Today’s readings invite us to relish with quickened and grateful hearts the extraordinary banquet God so lovingly makes available to us each day. We often think that disbelief is the opposite of faith. But as we hear Jesus explain in the Gospel, the emptiness that most threatens our communion with God is taking God’s ever-overflowing generosity for granted.

Pope Francis has repeatedly called our attention to the “sin of indifference.” This complacency not only sanitizes God’s gifts and circumscribes God’s presence. It also deprives us of the deep joy from cherishing God’s mercy and love.

There is no easy answer to the distinction Jesus makes that: “Many are called, but few are chosen.” From the scriptures and lives of the saints we can surmise that, while many are called to listen to God’s Word, few become the chosen by heeding with full-hearts what is heard.

● To be done
[a] Reproduce word for word the part of the reflection on today's readings starting at "Today’s readings invite" and ending at "what is heard.".
[b] According to the reflection on today's readings, what emptiness most threatens our communion with God?
[c] Extend the reflection on today's readings with a few more sentences that follow on from its last one.

● Material
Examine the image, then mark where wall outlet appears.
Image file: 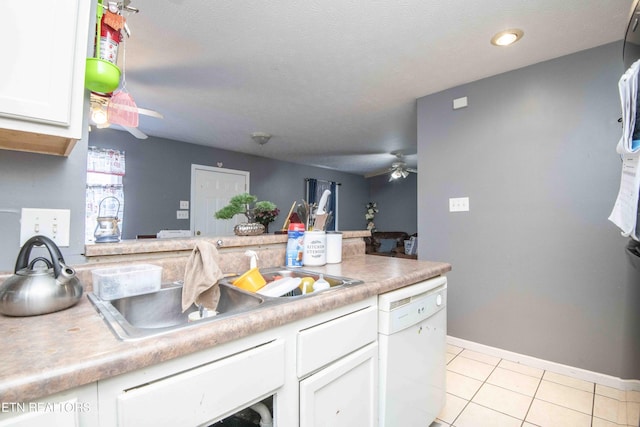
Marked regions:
[449,197,469,212]
[20,208,71,247]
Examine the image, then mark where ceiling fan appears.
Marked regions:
[366,151,418,181]
[90,92,164,139]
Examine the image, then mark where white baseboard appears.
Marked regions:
[447,335,640,391]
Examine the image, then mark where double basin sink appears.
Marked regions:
[87,268,362,340]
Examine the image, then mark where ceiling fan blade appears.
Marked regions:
[138,107,164,119]
[364,168,392,178]
[122,126,148,139]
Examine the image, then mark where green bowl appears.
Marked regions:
[84,58,120,93]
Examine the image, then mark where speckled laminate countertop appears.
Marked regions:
[0,255,451,402]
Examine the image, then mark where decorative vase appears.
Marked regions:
[233,222,264,236]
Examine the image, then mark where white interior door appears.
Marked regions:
[191,165,249,236]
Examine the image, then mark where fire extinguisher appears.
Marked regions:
[97,0,124,64]
[100,11,121,64]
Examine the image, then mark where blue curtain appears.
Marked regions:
[306,178,341,231]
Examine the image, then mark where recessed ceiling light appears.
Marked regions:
[491,28,524,46]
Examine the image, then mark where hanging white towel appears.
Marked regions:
[616,60,640,154]
[609,60,640,240]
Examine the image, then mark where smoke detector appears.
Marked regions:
[251,132,271,145]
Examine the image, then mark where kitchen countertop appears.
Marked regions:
[0,255,451,402]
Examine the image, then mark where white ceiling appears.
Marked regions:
[109,0,632,175]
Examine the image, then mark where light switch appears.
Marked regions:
[449,197,469,212]
[453,96,469,110]
[20,208,71,247]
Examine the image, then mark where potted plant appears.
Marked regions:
[253,205,280,233]
[215,193,277,236]
[364,202,378,233]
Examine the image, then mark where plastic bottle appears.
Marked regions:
[313,274,331,292]
[285,222,304,267]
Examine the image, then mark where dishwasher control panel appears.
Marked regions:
[378,277,447,335]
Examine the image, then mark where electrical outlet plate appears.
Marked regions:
[449,197,469,212]
[20,208,71,247]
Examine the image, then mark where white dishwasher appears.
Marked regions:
[378,276,447,427]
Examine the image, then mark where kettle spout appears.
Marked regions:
[56,260,76,285]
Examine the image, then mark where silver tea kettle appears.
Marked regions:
[0,236,82,316]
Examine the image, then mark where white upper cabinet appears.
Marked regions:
[0,0,91,155]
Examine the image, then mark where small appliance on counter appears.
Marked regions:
[0,236,82,316]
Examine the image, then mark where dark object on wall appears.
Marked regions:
[364,231,417,258]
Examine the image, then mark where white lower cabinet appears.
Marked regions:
[15,297,378,427]
[99,340,285,427]
[300,343,378,427]
[296,304,378,427]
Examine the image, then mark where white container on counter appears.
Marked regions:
[302,231,327,266]
[91,264,162,300]
[327,231,342,264]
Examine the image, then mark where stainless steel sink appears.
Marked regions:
[87,267,363,340]
[87,283,265,340]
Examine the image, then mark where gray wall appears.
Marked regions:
[368,173,418,234]
[418,42,640,379]
[90,129,369,239]
[0,138,87,271]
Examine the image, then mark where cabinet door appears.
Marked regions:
[0,0,79,126]
[297,306,378,378]
[300,343,378,427]
[116,340,285,427]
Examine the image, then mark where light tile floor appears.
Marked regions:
[431,345,640,427]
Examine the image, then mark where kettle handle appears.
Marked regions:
[15,236,64,279]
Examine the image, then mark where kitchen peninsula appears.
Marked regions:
[0,231,451,425]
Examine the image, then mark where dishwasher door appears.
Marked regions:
[378,282,447,427]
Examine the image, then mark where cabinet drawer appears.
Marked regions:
[117,340,285,426]
[297,307,378,378]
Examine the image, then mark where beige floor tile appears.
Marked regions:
[454,402,522,427]
[593,394,627,424]
[591,417,620,427]
[487,367,540,396]
[460,349,500,366]
[596,384,627,401]
[526,399,591,427]
[498,359,544,378]
[447,370,482,400]
[542,371,594,393]
[471,383,533,420]
[447,344,464,355]
[447,356,493,381]
[535,379,593,415]
[438,393,469,424]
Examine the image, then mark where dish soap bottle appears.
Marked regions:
[313,274,331,292]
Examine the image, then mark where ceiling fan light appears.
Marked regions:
[491,28,524,46]
[91,106,107,125]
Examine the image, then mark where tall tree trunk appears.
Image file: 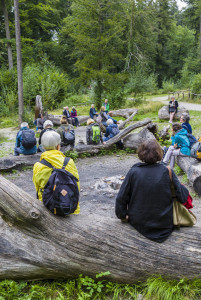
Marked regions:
[1,0,13,70]
[14,0,24,124]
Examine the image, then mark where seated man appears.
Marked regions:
[63,106,72,124]
[103,119,123,149]
[86,119,103,145]
[33,131,80,214]
[14,122,37,156]
[38,120,54,152]
[89,104,98,119]
[57,116,75,148]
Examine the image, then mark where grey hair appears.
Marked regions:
[43,120,53,129]
[181,113,190,123]
[41,130,61,151]
[106,119,113,125]
[20,122,29,128]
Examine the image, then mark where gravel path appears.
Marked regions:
[147,96,201,111]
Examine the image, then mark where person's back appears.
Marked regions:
[33,131,80,214]
[116,140,188,242]
[86,119,102,145]
[14,122,37,156]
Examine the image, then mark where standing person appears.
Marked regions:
[180,113,192,134]
[38,120,54,152]
[14,122,37,156]
[70,106,80,127]
[100,106,109,127]
[163,123,191,169]
[33,131,80,214]
[63,106,72,124]
[169,96,179,123]
[89,104,98,119]
[115,139,189,243]
[86,119,103,145]
[57,116,75,148]
[102,99,110,114]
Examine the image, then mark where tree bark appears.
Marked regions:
[14,0,24,125]
[1,0,13,70]
[177,156,201,196]
[0,176,201,283]
[75,119,151,153]
[110,108,136,119]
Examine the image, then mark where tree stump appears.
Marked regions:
[158,105,189,120]
[0,176,201,284]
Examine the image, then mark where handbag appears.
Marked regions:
[167,166,197,227]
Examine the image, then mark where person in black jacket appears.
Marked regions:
[115,139,189,243]
[169,96,179,123]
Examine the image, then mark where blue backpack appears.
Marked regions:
[187,133,197,148]
[40,157,79,217]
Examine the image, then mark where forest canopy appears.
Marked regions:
[0,0,201,116]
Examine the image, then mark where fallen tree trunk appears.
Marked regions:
[0,153,41,171]
[0,176,201,283]
[110,108,136,119]
[118,109,138,130]
[177,156,201,196]
[75,119,151,153]
[47,114,89,126]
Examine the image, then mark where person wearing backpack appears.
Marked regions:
[14,122,37,156]
[162,123,191,169]
[33,131,80,216]
[57,116,75,147]
[180,113,192,134]
[103,119,123,149]
[86,119,103,145]
[37,120,54,152]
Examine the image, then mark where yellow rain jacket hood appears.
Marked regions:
[33,150,80,214]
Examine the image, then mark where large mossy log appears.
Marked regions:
[177,156,201,196]
[0,177,201,283]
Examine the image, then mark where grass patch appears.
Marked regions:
[0,272,201,300]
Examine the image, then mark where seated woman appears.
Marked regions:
[37,120,54,152]
[115,139,189,243]
[70,106,80,127]
[100,106,109,127]
[180,113,192,134]
[169,96,179,123]
[33,131,80,214]
[57,116,75,148]
[86,119,103,145]
[163,123,191,169]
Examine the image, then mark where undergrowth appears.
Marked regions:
[0,272,201,300]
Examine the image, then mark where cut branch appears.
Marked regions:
[0,177,201,283]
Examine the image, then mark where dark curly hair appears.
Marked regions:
[137,139,163,165]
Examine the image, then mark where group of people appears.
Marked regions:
[12,99,196,242]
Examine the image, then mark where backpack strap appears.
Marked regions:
[62,157,70,169]
[40,159,54,169]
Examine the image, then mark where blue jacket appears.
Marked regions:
[182,122,192,134]
[15,127,37,155]
[89,107,98,119]
[174,128,191,156]
[105,124,119,139]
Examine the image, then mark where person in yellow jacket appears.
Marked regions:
[33,131,80,214]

● Expected results
[a]
Today’s readings invite us to relish with quickened and grateful hearts the extraordinary banquet God so lovingly makes available to us each day. We often think that disbelief is the opposite of faith. But as we hear Jesus explain in the Gospel, the emptiness that most threatens our communion with God is taking God’s ever-overflowing generosity for granted.

Pope Francis has repeatedly called our attention to the “sin of indifference.” This complacency not only sanitizes God’s gifts and circumscribes God’s presence. It also deprives us of the deep joy from cherishing God’s mercy and love.

There is no easy answer to the distinction Jesus makes that: “Many are called, but few are chosen.” From the scriptures and lives of the saints we can surmise that, while many are called to listen to God’s Word, few become the chosen by heeding with full-hearts what is heard.

[b] Taking God's ever-overflowing generosity for granted.

[c]
Many are called to partake of the body of Christ, yet few are chosen by then embodying Christ to the hungry, angry, wounded and wounding world. Many are called to experience God’s healing mercy, however few are chosen by making full use of their talents and gifts to spread forgiveness and peace.

Each of us have our own calling, and so each of us need to discern how we are to be chosen – through prayer, and in the needs of our families, friends, community, and church. This attentiveness to how we are special in our souls and capabilities is the cloak that earns us welcome in God’s feast, because it honours the One who invited us by not taking that-of-God within us for granted.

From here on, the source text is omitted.